**THE TASK:** Please edit the material below so that every "Format sample" becomes "Sample layout", and leave all other text unchanged.

**Dataset excerpts on object pointing:**
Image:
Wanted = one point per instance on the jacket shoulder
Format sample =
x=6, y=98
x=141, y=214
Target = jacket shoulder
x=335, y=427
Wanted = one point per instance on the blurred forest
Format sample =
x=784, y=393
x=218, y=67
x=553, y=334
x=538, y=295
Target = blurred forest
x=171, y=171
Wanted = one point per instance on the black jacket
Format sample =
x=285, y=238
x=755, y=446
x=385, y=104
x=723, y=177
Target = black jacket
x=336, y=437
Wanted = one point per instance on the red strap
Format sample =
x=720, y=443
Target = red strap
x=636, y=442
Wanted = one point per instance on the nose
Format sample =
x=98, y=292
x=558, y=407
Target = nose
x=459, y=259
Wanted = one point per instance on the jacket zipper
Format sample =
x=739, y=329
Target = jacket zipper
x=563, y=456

**RESULT FOR THIS EXERCISE:**
Image:
Wanted = one point per instance on the jacket shoulder
Sample layout =
x=6, y=98
x=141, y=214
Target = jacket shoulder
x=335, y=427
Wanted = one point per instance on the blurred forest
Sample layout =
x=784, y=393
x=218, y=67
x=553, y=334
x=538, y=295
Target = blurred forest
x=171, y=171
Wanted = one point per instance on the black jacket
Sample layout =
x=285, y=238
x=755, y=446
x=385, y=104
x=723, y=177
Target = black jacket
x=336, y=437
Wanted = one point per instance on the red strap
Sample layout =
x=720, y=443
Target = red strap
x=636, y=442
Wanted = one point per instance on the nose
Sample layout =
x=98, y=292
x=558, y=407
Target = nose
x=459, y=259
Wanted = one point per instance on the jacket zipper
Sample layout =
x=739, y=329
Target = jacket zipper
x=563, y=456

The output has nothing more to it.